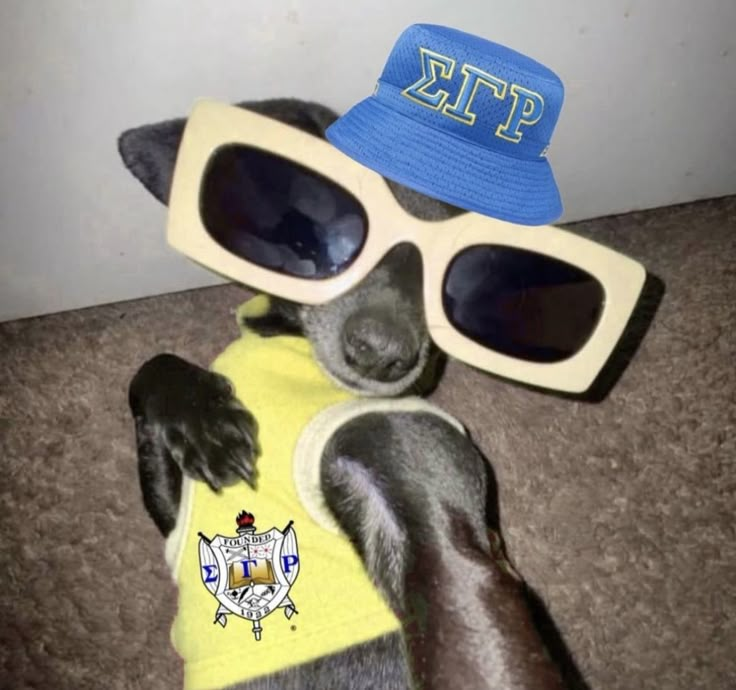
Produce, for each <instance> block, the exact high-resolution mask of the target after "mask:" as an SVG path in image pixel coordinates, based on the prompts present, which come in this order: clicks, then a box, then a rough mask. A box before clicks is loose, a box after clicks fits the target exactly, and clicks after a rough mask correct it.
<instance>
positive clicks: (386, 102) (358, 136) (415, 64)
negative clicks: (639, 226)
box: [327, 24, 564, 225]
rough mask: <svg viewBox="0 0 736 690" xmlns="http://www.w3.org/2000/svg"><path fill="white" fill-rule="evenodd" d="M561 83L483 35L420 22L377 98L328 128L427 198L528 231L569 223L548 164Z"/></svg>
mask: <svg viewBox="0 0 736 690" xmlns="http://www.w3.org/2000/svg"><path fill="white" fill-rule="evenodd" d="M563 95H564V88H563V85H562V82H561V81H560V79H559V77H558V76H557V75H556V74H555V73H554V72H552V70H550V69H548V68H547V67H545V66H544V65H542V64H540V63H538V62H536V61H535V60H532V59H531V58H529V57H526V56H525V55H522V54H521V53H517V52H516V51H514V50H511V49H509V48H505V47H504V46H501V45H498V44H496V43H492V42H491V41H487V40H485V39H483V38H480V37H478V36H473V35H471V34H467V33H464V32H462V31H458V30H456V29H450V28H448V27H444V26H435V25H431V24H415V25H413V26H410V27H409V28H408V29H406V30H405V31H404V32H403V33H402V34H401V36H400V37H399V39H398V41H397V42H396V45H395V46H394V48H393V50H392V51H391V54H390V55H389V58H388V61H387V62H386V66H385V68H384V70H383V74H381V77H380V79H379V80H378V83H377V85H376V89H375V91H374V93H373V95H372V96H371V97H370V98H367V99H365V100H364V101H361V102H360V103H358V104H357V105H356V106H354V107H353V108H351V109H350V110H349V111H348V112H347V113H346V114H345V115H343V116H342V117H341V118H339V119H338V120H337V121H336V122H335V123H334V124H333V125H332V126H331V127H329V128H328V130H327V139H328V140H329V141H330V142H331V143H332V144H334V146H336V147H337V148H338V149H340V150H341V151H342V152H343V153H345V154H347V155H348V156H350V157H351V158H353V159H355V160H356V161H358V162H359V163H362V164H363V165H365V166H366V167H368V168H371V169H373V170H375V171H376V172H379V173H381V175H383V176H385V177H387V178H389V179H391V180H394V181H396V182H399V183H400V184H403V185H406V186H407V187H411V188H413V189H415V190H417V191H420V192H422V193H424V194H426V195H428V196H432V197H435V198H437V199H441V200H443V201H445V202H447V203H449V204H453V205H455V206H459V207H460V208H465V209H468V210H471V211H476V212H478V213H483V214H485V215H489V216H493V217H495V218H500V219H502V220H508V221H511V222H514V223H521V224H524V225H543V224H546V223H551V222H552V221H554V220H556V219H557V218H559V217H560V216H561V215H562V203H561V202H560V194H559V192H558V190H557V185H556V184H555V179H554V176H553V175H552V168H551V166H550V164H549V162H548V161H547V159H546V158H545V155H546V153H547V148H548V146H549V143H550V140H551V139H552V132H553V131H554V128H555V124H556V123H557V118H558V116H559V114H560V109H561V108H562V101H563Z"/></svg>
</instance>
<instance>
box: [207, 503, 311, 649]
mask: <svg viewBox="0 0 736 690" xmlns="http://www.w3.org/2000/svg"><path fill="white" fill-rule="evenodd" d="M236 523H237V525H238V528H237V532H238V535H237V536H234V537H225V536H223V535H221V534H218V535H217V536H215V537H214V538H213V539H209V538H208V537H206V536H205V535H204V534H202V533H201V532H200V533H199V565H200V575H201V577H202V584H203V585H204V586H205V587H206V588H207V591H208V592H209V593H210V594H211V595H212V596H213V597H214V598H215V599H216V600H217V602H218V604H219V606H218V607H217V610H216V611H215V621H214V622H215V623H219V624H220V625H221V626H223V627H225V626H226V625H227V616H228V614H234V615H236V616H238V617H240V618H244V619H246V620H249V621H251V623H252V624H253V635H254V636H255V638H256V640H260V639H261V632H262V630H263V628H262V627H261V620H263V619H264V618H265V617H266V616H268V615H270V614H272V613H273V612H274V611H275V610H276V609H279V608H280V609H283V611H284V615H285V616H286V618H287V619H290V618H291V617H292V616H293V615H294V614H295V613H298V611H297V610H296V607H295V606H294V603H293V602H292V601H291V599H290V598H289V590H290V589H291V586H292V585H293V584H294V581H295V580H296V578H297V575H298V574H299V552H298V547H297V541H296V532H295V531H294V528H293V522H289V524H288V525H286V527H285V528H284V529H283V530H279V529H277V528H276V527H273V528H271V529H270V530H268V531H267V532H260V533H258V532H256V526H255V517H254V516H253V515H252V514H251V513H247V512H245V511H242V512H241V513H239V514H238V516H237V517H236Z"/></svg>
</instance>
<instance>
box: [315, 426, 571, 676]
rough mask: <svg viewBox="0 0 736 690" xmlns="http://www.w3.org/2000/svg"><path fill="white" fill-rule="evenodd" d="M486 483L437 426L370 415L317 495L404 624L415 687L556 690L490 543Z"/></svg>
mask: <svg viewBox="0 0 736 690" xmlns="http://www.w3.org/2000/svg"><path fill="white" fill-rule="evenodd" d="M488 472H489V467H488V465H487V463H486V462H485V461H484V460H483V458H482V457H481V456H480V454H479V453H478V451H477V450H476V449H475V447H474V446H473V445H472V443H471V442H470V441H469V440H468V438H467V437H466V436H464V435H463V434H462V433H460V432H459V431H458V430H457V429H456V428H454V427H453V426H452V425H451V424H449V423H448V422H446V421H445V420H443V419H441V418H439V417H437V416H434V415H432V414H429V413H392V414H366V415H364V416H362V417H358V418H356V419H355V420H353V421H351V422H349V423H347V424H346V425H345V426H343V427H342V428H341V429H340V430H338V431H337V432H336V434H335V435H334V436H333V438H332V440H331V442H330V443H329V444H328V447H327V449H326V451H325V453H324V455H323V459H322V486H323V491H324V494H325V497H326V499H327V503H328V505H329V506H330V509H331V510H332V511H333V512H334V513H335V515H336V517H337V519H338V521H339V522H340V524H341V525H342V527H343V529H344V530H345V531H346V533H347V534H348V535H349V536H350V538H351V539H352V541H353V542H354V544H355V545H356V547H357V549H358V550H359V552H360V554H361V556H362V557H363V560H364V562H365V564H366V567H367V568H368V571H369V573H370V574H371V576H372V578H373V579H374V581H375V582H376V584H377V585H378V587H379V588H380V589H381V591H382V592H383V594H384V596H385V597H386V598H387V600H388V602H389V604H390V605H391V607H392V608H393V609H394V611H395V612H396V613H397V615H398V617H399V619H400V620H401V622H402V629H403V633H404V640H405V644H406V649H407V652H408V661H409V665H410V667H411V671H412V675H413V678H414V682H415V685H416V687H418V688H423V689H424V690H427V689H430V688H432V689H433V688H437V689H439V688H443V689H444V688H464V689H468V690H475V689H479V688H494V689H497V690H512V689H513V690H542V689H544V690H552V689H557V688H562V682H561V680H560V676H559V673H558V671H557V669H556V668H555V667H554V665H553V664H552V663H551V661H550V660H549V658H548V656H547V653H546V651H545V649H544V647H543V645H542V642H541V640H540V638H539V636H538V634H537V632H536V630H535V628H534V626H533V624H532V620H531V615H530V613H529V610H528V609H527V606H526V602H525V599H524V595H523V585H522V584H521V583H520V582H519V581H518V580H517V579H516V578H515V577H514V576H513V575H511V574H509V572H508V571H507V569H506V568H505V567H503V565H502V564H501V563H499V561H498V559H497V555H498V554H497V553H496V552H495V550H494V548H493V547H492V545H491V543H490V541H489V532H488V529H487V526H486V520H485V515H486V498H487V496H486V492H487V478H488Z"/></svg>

::::

● **Exercise description**: Reprint each of the records exactly and skip the images.

● **Task solution**:
Produce, for each <instance> block, the exact high-resolution mask of the target after "mask:" as an SVG path in image pixel coordinates, based on the prompts present, which come in this order: clicks, then a box, then a rough mask. A box before clicks is loose, a box after clicks fits the target exactly, and clicks after a rough mask correct it.
<instance>
positive clicks: (386, 102) (358, 136) (415, 64)
negative clicks: (639, 226)
box: [327, 24, 564, 225]
rough mask: <svg viewBox="0 0 736 690" xmlns="http://www.w3.org/2000/svg"><path fill="white" fill-rule="evenodd" d="M561 83L483 35L420 22L377 98L328 128L427 198L528 231L569 223L548 164Z"/></svg>
mask: <svg viewBox="0 0 736 690" xmlns="http://www.w3.org/2000/svg"><path fill="white" fill-rule="evenodd" d="M563 95H564V88H563V85H562V82H561V81H560V79H559V77H558V76H557V75H556V74H555V73H554V72H552V70H550V69H548V68H547V67H545V66H544V65H542V64H540V63H538V62H536V61H535V60H532V59H531V58H529V57H526V56H525V55H522V54H521V53H517V52H516V51H514V50H511V49H509V48H505V47H504V46H501V45H498V44H496V43H492V42H491V41H487V40H485V39H483V38H480V37H478V36H473V35H471V34H467V33H464V32H462V31H458V30H456V29H450V28H448V27H444V26H435V25H431V24H415V25H413V26H410V27H409V28H408V29H406V30H405V31H404V32H403V33H402V34H401V36H400V37H399V39H398V41H397V42H396V45H395V46H394V48H393V50H392V51H391V54H390V55H389V58H388V61H387V62H386V66H385V68H384V70H383V74H381V77H380V79H379V80H378V83H377V85H376V89H375V91H374V93H373V95H372V96H371V97H370V98H367V99H365V100H364V101H361V102H360V103H358V104H357V105H356V106H354V107H353V108H351V109H350V110H349V111H348V112H347V113H346V114H345V115H343V116H342V117H341V118H339V119H338V120H337V121H336V122H335V123H334V124H333V125H332V126H331V127H329V128H328V130H327V139H328V140H329V141H330V142H331V143H332V144H334V146H336V147H337V148H338V149H340V150H341V151H342V152H343V153H345V154H347V155H348V156H350V157H351V158H353V159H355V160H356V161H358V162H359V163H362V164H363V165H365V166H366V167H368V168H371V169H373V170H375V171H376V172H379V173H381V175H383V176H385V177H387V178H389V179H391V180H394V181H396V182H399V183H400V184H403V185H406V186H407V187H411V188H413V189H415V190H417V191H420V192H422V193H424V194H426V195H428V196H432V197H435V198H437V199H441V200H443V201H445V202H447V203H449V204H453V205H455V206H459V207H460V208H465V209H468V210H471V211H476V212H478V213H483V214H485V215H489V216H493V217H495V218H500V219H502V220H508V221H511V222H514V223H521V224H524V225H543V224H546V223H551V222H552V221H554V220H556V219H557V218H559V217H560V216H561V215H562V203H561V202H560V194H559V192H558V190H557V185H556V184H555V179H554V176H553V175H552V168H551V166H550V164H549V162H548V161H547V159H546V158H545V155H546V153H547V148H548V146H549V143H550V140H551V139H552V132H553V131H554V128H555V124H556V123H557V118H558V116H559V114H560V109H561V108H562V101H563Z"/></svg>
</instance>
<instance>
box: [207, 503, 311, 649]
mask: <svg viewBox="0 0 736 690" xmlns="http://www.w3.org/2000/svg"><path fill="white" fill-rule="evenodd" d="M236 523H237V525H238V528H237V532H238V535H237V536H234V537H225V536H223V535H221V534H218V535H217V536H215V537H214V538H213V539H209V538H208V537H206V536H205V535H204V534H202V533H201V532H200V533H199V565H200V575H201V577H202V584H203V585H204V586H205V587H206V588H207V591H208V592H209V593H210V594H211V595H212V596H213V597H214V598H215V599H216V600H217V602H218V604H219V606H218V607H217V610H216V611H215V621H214V622H215V623H219V624H220V625H221V626H223V627H225V626H226V625H227V616H228V614H234V615H236V616H238V617H240V618H244V619H246V620H249V621H251V623H252V624H253V635H254V636H255V638H256V640H260V639H261V632H262V630H263V628H262V627H261V620H263V619H264V618H265V617H266V616H268V615H270V614H272V613H273V612H274V611H275V610H276V609H279V608H280V609H283V611H284V615H285V616H286V618H287V619H290V618H291V617H292V616H293V615H294V614H295V613H298V611H297V610H296V607H295V606H294V603H293V602H292V601H291V599H290V598H289V590H290V589H291V586H292V585H293V584H294V581H295V580H296V578H297V575H298V574H299V552H298V547H297V541H296V532H295V531H294V528H293V522H289V524H288V525H286V527H285V528H284V529H283V530H279V529H277V528H276V527H273V528H271V529H270V530H268V531H267V532H260V533H258V532H256V526H255V517H254V516H253V515H252V514H251V513H247V512H245V511H242V512H241V513H239V514H238V516H237V517H236Z"/></svg>
</instance>
<instance>
box: [315, 426, 571, 676]
rough mask: <svg viewBox="0 0 736 690" xmlns="http://www.w3.org/2000/svg"><path fill="white" fill-rule="evenodd" d="M486 483L437 426L370 415L317 495L404 624L415 687L556 690L490 543Z"/></svg>
mask: <svg viewBox="0 0 736 690" xmlns="http://www.w3.org/2000/svg"><path fill="white" fill-rule="evenodd" d="M488 472H489V467H488V465H487V463H486V462H485V461H484V460H483V458H482V457H481V456H480V454H479V453H478V451H477V450H476V449H475V447H474V446H473V445H472V443H471V442H470V441H469V440H468V438H467V437H466V436H464V435H463V434H462V433H460V432H459V431H458V430H457V429H456V428H454V427H453V426H452V425H451V424H449V423H448V422H446V421H445V420H443V419H441V418H439V417H437V416H434V415H432V414H429V413H392V414H366V415H364V416H362V417H358V418H356V419H355V420H353V421H351V422H349V423H347V424H346V425H345V426H343V427H342V428H341V429H340V430H338V431H337V432H336V434H335V435H334V436H333V438H332V440H331V442H330V443H329V444H328V447H327V449H326V451H325V453H324V455H323V459H322V486H323V491H324V494H325V497H326V499H327V503H328V505H329V506H330V509H331V510H332V511H333V512H334V513H335V515H336V517H337V519H338V521H339V522H340V524H341V525H342V527H343V529H344V530H345V531H346V533H347V534H348V535H349V536H350V538H351V539H352V541H353V542H354V544H355V545H356V547H357V549H358V550H359V552H360V554H361V556H362V557H363V560H364V562H365V564H366V567H367V568H368V571H369V573H370V574H371V576H372V578H373V579H374V581H375V582H376V584H377V585H378V587H379V588H380V589H381V591H382V592H383V594H384V596H385V597H386V598H387V600H388V602H389V604H390V605H391V607H392V608H393V609H394V611H395V612H396V613H397V615H398V617H399V619H400V620H401V622H402V629H403V633H404V640H405V644H406V649H407V652H408V661H409V665H410V667H411V671H412V675H413V678H414V682H415V685H416V687H418V688H423V689H424V690H427V689H430V688H432V689H433V688H437V689H439V688H443V689H444V688H464V689H468V690H475V689H479V688H494V689H497V690H512V689H513V690H542V689H544V690H552V689H557V688H562V682H561V680H560V676H559V673H558V671H557V669H556V668H555V667H554V665H553V664H552V663H551V661H550V660H549V658H548V656H547V653H546V651H545V649H544V647H543V645H542V642H541V640H540V638H539V636H538V634H537V632H536V630H535V628H534V626H533V624H532V620H531V615H530V613H529V610H528V609H527V606H526V602H525V599H524V595H523V585H522V584H521V583H520V582H519V581H518V580H517V579H516V578H515V577H514V576H513V575H511V574H509V572H508V571H507V569H506V568H505V567H503V565H502V564H501V563H499V561H498V559H497V555H498V554H497V553H496V552H495V550H494V548H493V547H492V545H491V543H490V541H489V532H488V529H487V526H486V520H485V515H486V498H487V496H486V492H487V478H488Z"/></svg>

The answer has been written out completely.